+++ EXCERPTED DATA +++

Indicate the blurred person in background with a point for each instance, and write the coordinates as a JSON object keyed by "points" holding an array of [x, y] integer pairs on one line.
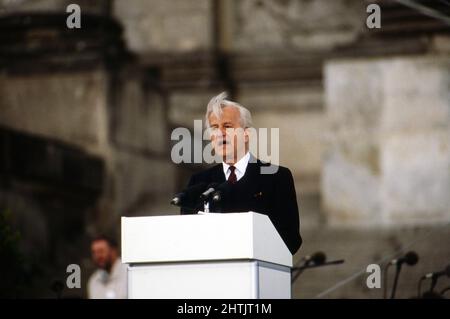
{"points": [[109, 281]]}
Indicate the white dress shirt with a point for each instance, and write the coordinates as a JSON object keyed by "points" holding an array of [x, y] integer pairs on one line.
{"points": [[113, 285], [241, 167]]}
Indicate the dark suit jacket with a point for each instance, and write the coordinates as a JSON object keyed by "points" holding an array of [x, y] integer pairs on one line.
{"points": [[270, 194]]}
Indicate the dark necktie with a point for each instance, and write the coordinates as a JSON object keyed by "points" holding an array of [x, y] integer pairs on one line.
{"points": [[232, 178]]}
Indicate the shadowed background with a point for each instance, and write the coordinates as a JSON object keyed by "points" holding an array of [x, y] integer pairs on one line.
{"points": [[86, 116]]}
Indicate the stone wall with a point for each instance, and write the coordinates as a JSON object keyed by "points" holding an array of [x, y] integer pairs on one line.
{"points": [[388, 155]]}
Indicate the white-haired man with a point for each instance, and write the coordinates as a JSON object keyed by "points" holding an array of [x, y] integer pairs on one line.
{"points": [[249, 188]]}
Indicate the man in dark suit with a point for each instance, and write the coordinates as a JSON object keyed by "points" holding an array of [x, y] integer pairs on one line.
{"points": [[252, 184]]}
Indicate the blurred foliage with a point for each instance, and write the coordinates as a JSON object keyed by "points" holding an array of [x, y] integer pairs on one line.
{"points": [[15, 275]]}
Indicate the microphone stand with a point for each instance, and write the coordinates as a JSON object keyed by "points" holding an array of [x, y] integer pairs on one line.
{"points": [[398, 268], [306, 266]]}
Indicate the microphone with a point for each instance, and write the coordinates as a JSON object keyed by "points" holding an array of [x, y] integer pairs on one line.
{"points": [[188, 194], [434, 279], [209, 190], [317, 258], [445, 272], [410, 258], [220, 191]]}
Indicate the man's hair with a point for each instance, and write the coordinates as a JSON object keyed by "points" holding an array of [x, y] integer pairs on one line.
{"points": [[111, 241], [218, 102]]}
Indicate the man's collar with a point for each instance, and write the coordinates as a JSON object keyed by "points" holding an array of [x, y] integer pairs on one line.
{"points": [[241, 165]]}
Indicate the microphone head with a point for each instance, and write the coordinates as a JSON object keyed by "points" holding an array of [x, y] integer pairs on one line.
{"points": [[411, 258], [447, 271], [176, 201], [217, 197], [318, 258]]}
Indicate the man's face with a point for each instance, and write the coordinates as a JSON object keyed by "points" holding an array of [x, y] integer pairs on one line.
{"points": [[102, 254], [228, 137]]}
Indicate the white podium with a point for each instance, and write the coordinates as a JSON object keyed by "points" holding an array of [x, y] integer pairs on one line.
{"points": [[205, 256]]}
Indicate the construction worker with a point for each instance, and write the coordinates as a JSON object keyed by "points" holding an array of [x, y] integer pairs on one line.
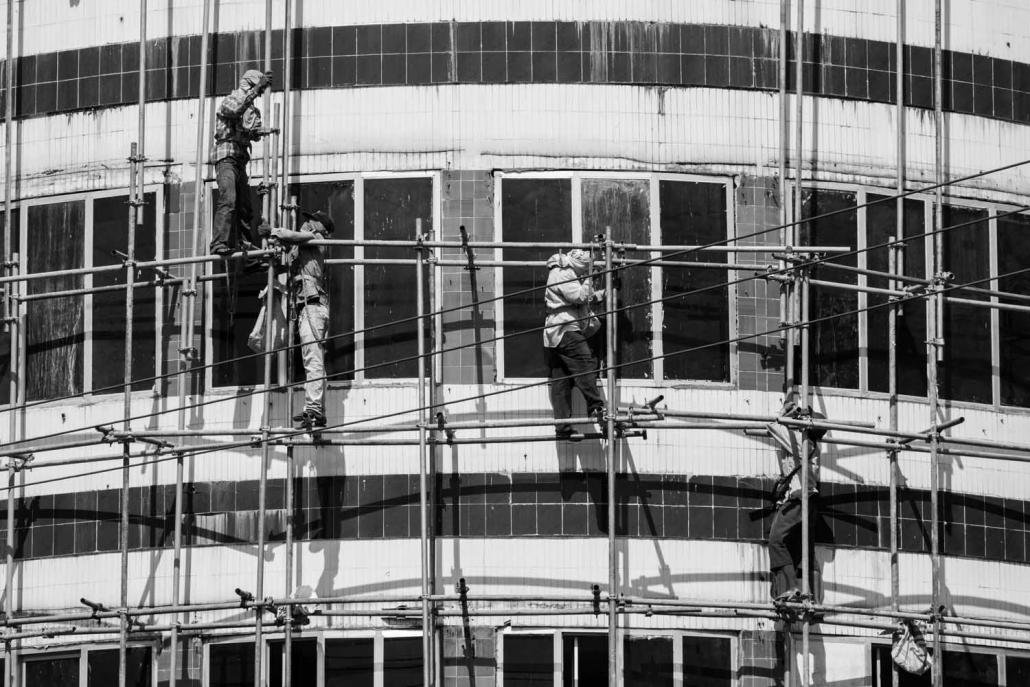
{"points": [[310, 300], [785, 534], [569, 325], [238, 124]]}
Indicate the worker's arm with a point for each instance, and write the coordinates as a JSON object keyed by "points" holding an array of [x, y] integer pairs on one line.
{"points": [[289, 236]]}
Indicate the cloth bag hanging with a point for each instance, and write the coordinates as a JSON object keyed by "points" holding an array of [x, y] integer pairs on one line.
{"points": [[279, 321]]}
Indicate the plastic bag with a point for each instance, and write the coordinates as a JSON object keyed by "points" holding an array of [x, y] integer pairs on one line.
{"points": [[910, 651]]}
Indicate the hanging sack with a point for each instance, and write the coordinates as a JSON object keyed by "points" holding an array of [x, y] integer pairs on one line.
{"points": [[910, 651]]}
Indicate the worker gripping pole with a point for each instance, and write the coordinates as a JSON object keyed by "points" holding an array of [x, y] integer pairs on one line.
{"points": [[609, 419], [427, 633]]}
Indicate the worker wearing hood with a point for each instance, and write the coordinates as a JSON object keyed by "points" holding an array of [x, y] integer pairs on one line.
{"points": [[569, 324]]}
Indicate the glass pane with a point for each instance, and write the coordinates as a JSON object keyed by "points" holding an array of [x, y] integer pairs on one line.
{"points": [[1014, 253], [391, 206], [965, 371], [695, 327], [349, 663], [337, 199], [707, 661], [584, 660], [833, 342], [625, 206], [5, 336], [535, 211], [103, 667], [232, 664], [55, 327], [912, 315], [303, 668], [235, 308], [648, 661], [403, 661], [110, 216], [528, 661], [48, 672]]}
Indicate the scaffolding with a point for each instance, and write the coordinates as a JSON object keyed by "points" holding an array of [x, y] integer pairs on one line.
{"points": [[623, 422]]}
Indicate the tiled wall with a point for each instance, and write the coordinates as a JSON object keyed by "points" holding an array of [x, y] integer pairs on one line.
{"points": [[687, 55], [699, 507]]}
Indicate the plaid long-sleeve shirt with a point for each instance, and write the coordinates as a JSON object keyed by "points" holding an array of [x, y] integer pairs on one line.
{"points": [[237, 124]]}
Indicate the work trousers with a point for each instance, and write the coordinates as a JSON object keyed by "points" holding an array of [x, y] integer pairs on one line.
{"points": [[572, 364], [312, 322], [233, 212], [785, 544]]}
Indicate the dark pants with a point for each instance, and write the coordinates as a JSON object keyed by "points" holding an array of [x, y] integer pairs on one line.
{"points": [[233, 212], [572, 364], [785, 544]]}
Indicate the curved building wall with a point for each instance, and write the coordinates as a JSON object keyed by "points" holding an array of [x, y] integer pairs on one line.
{"points": [[539, 123]]}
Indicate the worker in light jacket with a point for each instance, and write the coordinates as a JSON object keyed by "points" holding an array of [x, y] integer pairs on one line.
{"points": [[238, 124], [569, 324], [310, 300], [785, 535]]}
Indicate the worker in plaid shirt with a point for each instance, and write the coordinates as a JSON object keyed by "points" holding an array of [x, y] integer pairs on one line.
{"points": [[238, 124]]}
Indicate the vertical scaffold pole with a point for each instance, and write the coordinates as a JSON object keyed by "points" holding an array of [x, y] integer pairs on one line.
{"points": [[613, 554], [427, 630], [186, 350], [896, 266], [936, 344], [269, 399]]}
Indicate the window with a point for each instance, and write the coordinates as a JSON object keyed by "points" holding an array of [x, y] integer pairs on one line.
{"points": [[707, 661], [1014, 254], [661, 334], [528, 660], [375, 208], [648, 661], [76, 343]]}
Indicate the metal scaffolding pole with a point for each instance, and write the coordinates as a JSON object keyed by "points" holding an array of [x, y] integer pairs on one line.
{"points": [[611, 453], [423, 527]]}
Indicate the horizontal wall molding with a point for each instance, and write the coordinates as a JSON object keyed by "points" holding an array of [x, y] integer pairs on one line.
{"points": [[517, 505], [442, 53]]}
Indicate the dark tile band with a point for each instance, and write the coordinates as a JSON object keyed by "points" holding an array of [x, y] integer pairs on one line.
{"points": [[672, 55], [700, 507]]}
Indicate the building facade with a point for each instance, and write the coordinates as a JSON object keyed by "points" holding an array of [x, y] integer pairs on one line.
{"points": [[539, 122]]}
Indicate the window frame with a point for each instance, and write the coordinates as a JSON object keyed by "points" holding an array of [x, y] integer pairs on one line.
{"points": [[657, 311], [88, 198], [357, 179]]}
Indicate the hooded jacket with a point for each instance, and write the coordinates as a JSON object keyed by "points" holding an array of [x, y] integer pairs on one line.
{"points": [[568, 298]]}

+++

TASK TO COMPLETE:
Can you write out every one of the lines above word for word? Leave the pictures out of your copy.

SOLUTION BELOW:
Indicate the blurred person in background with a point for each instance, and write the coordinates as a JSON object keyed by "points" holding an array of [x, y] integer pairs on one line.
{"points": [[109, 281]]}
Indicate the white dress shirt with a point for each instance, and write the coordinates as a JSON object keyed by "points" holding an array of [x, y] integer pairs on one line.
{"points": [[113, 285], [241, 167]]}
Indicate the dark suit jacket with a point for each instance, and write the coordinates as a JSON object keyed by "points" holding an array of [x, y] integer pairs on one line.
{"points": [[270, 194]]}
Indicate the dark necktie with a point for each instance, and write the coordinates as a JSON object keyed by "points" holding an array of [x, y] integer pairs on one line.
{"points": [[232, 178]]}
Indicate the shadowed background with a point for each instance, and write the coordinates as a JSON object keyed by "points" holding an array of [x, y] integer pairs on one line.
{"points": [[86, 116]]}
Indicate the stone wall with a point for each instance, and write the coordinates as a JSON object keyed by "points" holding an array of [x, y] integer pairs on one line.
{"points": [[388, 155]]}
Indicate the white-haired man with a point for each instance, and write the coordinates as a JSON object keyed by "points" holding an array of [x, y] integer pairs on one line.
{"points": [[249, 188]]}
Indicate the man in dark suit with a point for each instance, and write the coordinates as a JSON object keyed by "points" holding an array of [x, y] integer pairs on one line.
{"points": [[252, 184]]}
Indicate the blurred foliage with a point for each instance, and write the coordinates as a JSON object keyed by "points" holding an array of [x, y] integer pairs on one line.
{"points": [[15, 275]]}
Indicate the microphone stand with a point for each instance, and write the coordinates as a JSON object keyed by "points" holding an array of [x, y] integer pairs on one line.
{"points": [[398, 268], [306, 266]]}
Indicate the microphone with a point for each instance, and write the coordinates as a JSON object keyed by "points" holding an array of [x, y] integer pairs on one line.
{"points": [[188, 194], [434, 279], [209, 190], [317, 258], [445, 272], [410, 258], [220, 191]]}
Indicate the man's hair with a point for each instance, and write the coordinates as a JSON object keyed by "points" holding an array of [x, y] integer pairs on one line.
{"points": [[111, 241], [218, 102]]}
Indicate the man's collar with a point for each instance, and write the coordinates as a JSON object keyed by "points" holding an array of [x, y] integer pairs on one line.
{"points": [[241, 165]]}
Indicate the microphone head with a point for each instance, and write the coordinates as a JSON object keyed by "points" holding an array of [x, y] integer pairs on one line.
{"points": [[411, 258], [447, 271], [176, 201], [217, 197], [318, 258]]}
Indicate the man's face with a point for each instance, and write the coordinates as a JSON object keyed by "points" holding an array of [x, y] integer pairs on one line.
{"points": [[102, 254], [228, 137]]}
Indicate the white podium with a point for each instance, and write the coordinates as a JSON object keyed by "points" holding an array of [x, y] integer pairs on one line.
{"points": [[205, 256]]}
Indicate the construction worker with a point for each instance, and write the coordinates as a JSON object keyed by "points" holding an array of [x, y] integer pairs on one line.
{"points": [[310, 300], [785, 534], [569, 325], [238, 124]]}
Indicate the worker's arm with a point for each instance, and write the coordinates as a JSON object keyed by "points" holding an array of [x, y] integer pairs on one line.
{"points": [[289, 236]]}
Indicate the cloth bag hanging with a point for each instance, and write the coordinates as a JSON object keyed by "points" holding an array of [x, y] integer pairs on one line.
{"points": [[279, 321]]}
Indicate the plastic bag with a point for each instance, and write the coordinates as a JSON object keyed by "points" holding an array of [x, y] integer pairs on one line.
{"points": [[910, 651]]}
Indicate the hanging sack with a point for each instance, and write the coordinates as a JSON object keyed by "points" holding an array of [x, y] integer pairs on one line.
{"points": [[910, 651]]}
Indicate the worker gripping pole with a point for each instance, and write the coordinates as a JSON object keyed by "points" holding an array of [x, y] integer pairs on one line.
{"points": [[609, 419], [427, 633]]}
Indicate the worker wearing hood with a point for each instance, and write the coordinates as a JSON object keyed by "points" holding an array of [x, y] integer pairs on one line.
{"points": [[569, 324]]}
Indicate the glass pane with a point for each instance, and write the coordinates as a JSON object keyed by "points" holding an array of [x, y] integer pairs on one line.
{"points": [[1014, 253], [391, 206], [965, 371], [695, 327], [349, 663], [337, 199], [707, 661], [584, 660], [833, 342], [625, 206], [5, 336], [535, 211], [103, 667], [232, 664], [55, 327], [912, 315], [303, 668], [235, 308], [648, 661], [403, 661], [110, 216], [528, 661], [48, 672]]}
Indicate the scaffolding with a point for each instance, and write the coordinates as a JSON object keyed by "points" holding an array of [x, y] integer pairs on one line.
{"points": [[623, 422]]}
Indicate the tiled wall with a point for each instance, and write the coordinates as a JSON object keyed by "points" holding an array of [x, y] integer pairs on one line.
{"points": [[687, 55], [699, 507]]}
Indicate the plaid long-sleeve shirt with a point for each instance, and write the coordinates as a JSON object keyed by "points" holding an array of [x, y] integer pairs on one line.
{"points": [[237, 124]]}
Indicate the work trousers with a point for each instance, and write the coordinates as a JSON object keyed by "points" holding an array of [x, y] integer pairs on one line.
{"points": [[572, 364], [312, 322], [233, 212], [785, 544]]}
Indicate the dark pants with a point for each instance, and write the coordinates as a JSON object keyed by "points" holding an array of [x, y] integer pairs on one line.
{"points": [[233, 212], [572, 364], [785, 544]]}
Indicate the curved building wall with a point for each instance, and write the coordinates as a JSON object keyed by "points" holding an array of [x, y] integer pairs on one line.
{"points": [[539, 123]]}
Indicate the worker in light jacket with a point for each instance, and write the coordinates as a JSON object keyed by "points" holding an array of [x, y] integer pairs on one line.
{"points": [[238, 124], [569, 324], [310, 300], [785, 535]]}
Indicate the worker in plaid shirt with a point for each instance, and write the coordinates as a JSON object keyed by "points" holding an array of [x, y] integer pairs on one line.
{"points": [[238, 124]]}
Indicate the vertical scaffold pole with a point for each instance, and write the coordinates as a JSON object keyed by "points" holding an array of [x, y] integer pairs on one line.
{"points": [[613, 554], [427, 630], [186, 350], [896, 266], [936, 344], [269, 399]]}
Indicate the window with a point for each instance, and write the coordinates as a JSON object keyed by "points" holding an array of [x, y] integer pairs on one line.
{"points": [[707, 661], [1014, 254], [661, 334], [528, 660], [375, 208], [648, 661], [76, 343]]}
Indicate the metal scaffolding pole with a point for each instance, and write the coordinates as a JSON object keyed by "points" holding an array of [x, y] integer pairs on one line.
{"points": [[611, 453], [423, 527]]}
Indicate the horizontal wall molding with a point for each instance, and write the coordinates as a JSON object keyed by "points" holding an array of [x, y] integer pairs on one line.
{"points": [[517, 505], [442, 53]]}
Indicate the dark tile band with a point for each instance, and write the coordinates as a JSON object keyed by "points" holding an array of [x, y] integer pairs on one line.
{"points": [[672, 55], [700, 507]]}
Indicate the building facade with a point for each instance, and write the coordinates as a JSON object keyed by "points" holding an array of [x, y] integer pairs on one line.
{"points": [[539, 122]]}
Indicate the window frame with a point for each instance, and write the coordinates as a JSON object keyed by "points" holding an array of [x, y] integer pairs on one line.
{"points": [[657, 311], [88, 198], [357, 179]]}
Indicate the hooded jacket with a point for each instance, and write the coordinates as a JSON object keyed by "points" holding an array of [x, y] integer pairs on one line.
{"points": [[568, 298]]}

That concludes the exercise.